- SUPPLIED PASSAGE
-- Start --

The question that sticks out in my mind is XPath vs. DOM/StAX/SAX the more appropriate interface point. I think a discussion would be useful in terms managability…but performance is the trump card.

Interfaces or Abstract classes should also be considered to replace the concrete classes. I tend to lean towards interfaces but we should pick one and run with it.

Noah

There’‘s two assumptions that I’'m not sure I agree with:

  1. The assumption that the XML lib we use should be pluggable in the Packet class. Instead, I’‘d prefer to find the best library and simply use that. Dom4J is actually already “pluggable” in the sense that you can use different XML parsers to get the XML in – standard DOM, various SAX implementations, XPP3, etc. We happen to use XPP3 at the moment because it’‘s quite fast. We’‘re really just choosing between high-level XML API’‘s based on performance, ease-of-use and the various services they provide such as binary XML. We definitely don’‘t want to create our own abstraction over the other XML API’'s (unless we want a BileBlog directed against us in the style of the logger API for all the log packages).

Nux looks very flexible with regards to XML parser implementation and can even support Fast Infoset (in addition to Bnux) according to an email from the Nux author. So, the main thing we need to do is check out the XOM API and ensure that it will do what Dom4J is doing for us now.

  1. The assumption that Smack and Messenger Packet representations must be the same. I agree that it’'s a good goal, but anything we come up with for Messenger may simply be too heavy-weight for Smack. Smack has a really small JAR at the moment, which is great for embedding into other apps.

Thanks,

-Matt

Don’‘t want the bile from Hani…that’'s for sure.

-- End --

- WHAT TO DO
1/ Convert the rows below, from the line containing "of the tree" up to and including the line containing "[(872, 136)]", into a two-column CSV headed input and output. Give one CSV line per row: the row's text goes under input and its answer under output, each in a single quoted field with line breaks replaced by spaces.
2/ Continue the forum discussion about XML libraries for the Packet class from where it stops.

- RECORDS FOR THIS EXERCISE
-- Start --

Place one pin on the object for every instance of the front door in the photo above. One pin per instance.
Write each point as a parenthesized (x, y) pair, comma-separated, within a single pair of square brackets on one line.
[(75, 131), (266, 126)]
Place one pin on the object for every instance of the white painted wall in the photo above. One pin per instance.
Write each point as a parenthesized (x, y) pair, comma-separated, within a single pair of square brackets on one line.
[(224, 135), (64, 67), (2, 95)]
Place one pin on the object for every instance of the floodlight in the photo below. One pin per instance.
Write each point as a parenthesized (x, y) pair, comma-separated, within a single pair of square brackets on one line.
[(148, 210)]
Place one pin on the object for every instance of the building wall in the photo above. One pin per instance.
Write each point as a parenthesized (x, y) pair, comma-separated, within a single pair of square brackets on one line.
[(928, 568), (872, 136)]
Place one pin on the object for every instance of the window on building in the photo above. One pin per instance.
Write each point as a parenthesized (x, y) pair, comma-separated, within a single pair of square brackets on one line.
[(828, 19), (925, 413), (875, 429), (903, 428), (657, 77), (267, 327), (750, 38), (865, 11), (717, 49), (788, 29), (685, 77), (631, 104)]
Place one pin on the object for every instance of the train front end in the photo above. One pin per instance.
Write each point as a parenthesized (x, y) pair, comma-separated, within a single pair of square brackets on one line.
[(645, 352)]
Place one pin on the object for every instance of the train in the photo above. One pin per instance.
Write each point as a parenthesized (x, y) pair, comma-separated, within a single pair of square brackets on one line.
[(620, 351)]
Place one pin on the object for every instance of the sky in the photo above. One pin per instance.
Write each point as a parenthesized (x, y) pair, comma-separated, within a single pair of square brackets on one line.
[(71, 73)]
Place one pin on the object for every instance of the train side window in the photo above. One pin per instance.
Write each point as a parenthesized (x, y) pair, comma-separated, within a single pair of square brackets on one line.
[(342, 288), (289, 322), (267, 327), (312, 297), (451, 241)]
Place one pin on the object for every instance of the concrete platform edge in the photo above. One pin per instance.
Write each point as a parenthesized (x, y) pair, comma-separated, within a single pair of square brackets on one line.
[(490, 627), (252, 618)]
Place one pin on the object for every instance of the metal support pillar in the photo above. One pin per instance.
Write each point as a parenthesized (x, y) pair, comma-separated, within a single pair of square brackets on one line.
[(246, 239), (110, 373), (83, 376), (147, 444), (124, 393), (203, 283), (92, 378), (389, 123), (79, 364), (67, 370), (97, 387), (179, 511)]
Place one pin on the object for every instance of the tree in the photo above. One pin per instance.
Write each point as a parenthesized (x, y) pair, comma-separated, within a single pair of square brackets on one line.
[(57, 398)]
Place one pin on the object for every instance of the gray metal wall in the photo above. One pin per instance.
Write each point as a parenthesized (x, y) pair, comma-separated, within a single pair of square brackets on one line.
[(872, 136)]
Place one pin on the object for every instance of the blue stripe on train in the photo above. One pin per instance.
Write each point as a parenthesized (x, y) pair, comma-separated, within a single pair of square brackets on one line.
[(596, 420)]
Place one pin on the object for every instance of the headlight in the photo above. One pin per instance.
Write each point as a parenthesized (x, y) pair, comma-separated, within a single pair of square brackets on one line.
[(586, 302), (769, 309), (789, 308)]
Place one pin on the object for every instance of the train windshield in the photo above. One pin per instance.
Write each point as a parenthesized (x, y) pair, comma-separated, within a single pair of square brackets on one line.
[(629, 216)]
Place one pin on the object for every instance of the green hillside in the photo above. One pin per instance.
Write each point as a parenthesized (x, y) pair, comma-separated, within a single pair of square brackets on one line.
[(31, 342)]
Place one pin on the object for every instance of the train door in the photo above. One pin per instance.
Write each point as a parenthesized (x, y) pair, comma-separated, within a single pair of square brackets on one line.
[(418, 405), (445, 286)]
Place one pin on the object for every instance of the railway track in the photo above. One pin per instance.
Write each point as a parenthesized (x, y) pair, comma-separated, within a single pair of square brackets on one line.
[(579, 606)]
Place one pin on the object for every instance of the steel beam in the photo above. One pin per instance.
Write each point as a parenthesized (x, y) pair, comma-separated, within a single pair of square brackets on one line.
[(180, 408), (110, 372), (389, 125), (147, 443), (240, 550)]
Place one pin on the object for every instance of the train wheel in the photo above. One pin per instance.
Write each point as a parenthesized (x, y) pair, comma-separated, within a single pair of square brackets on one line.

-- End --

- RESULTS FOR EACH TASK
1/
input,output
"Place one pin on the object for every instance of the tree in the photo above. One pin per instance. Write each point as a parenthesized (x, y) pair, comma-separated, within a single pair of square brackets on one line.","[(57, 398)]"
"Place one pin on the object for every instance of the gray metal wall in the photo above. One pin per instance. Write each point as a parenthesized (x, y) pair, comma-separated, within a single pair of square brackets on one line.","[(872, 136)]"

2/
Creating a another high level library is silly…agreed, but at some point we need to actually create a class that translates the xml to java object and back again. Currently Dom4j is our flex point. What I’‘d like to discover is what the most optimal flex point in terms of performance and implementation flexibility…in that order. The least common denominator between XOM and the rest of the XML api’‘s is XQuery. If the packet classes use XQuery to define the values they represent than we could use either implementation. To me, this is putting implementation flexibility in front of performance (well theoretical since we have compared the two in any micro benchmark). So at this point, it’'s about benchmarking what we have and looking at experimenting with other apis to see what makes the best fit.

One requirement that we’'ll have to consider is that in the same runtime, we might have binary and non binary xml being sent to JM. Since we need to retain the OOTB ease of use, we can restrict clients or users from simply pointing to the JM directly nor would it be wise to require a CM to access JM because it reduces initial ease of use.

Regarding point number 2, I think you ment to say Smack and Messenger Packet implementation. There representation is xml. They time that these two api will be of benefit to development is when the Smack library is used in Messenger. My use case was to use GoogleConnection in a transports so we can have a gateway until they implement s2s. I can agree that this may be unecessary and superceded in a relatively short time.

Noah

Re: Smack/Whack, I don’'t see the point making Smack bigger than it is or introducing additional dependencies. Its a client library so, lets keep it like that.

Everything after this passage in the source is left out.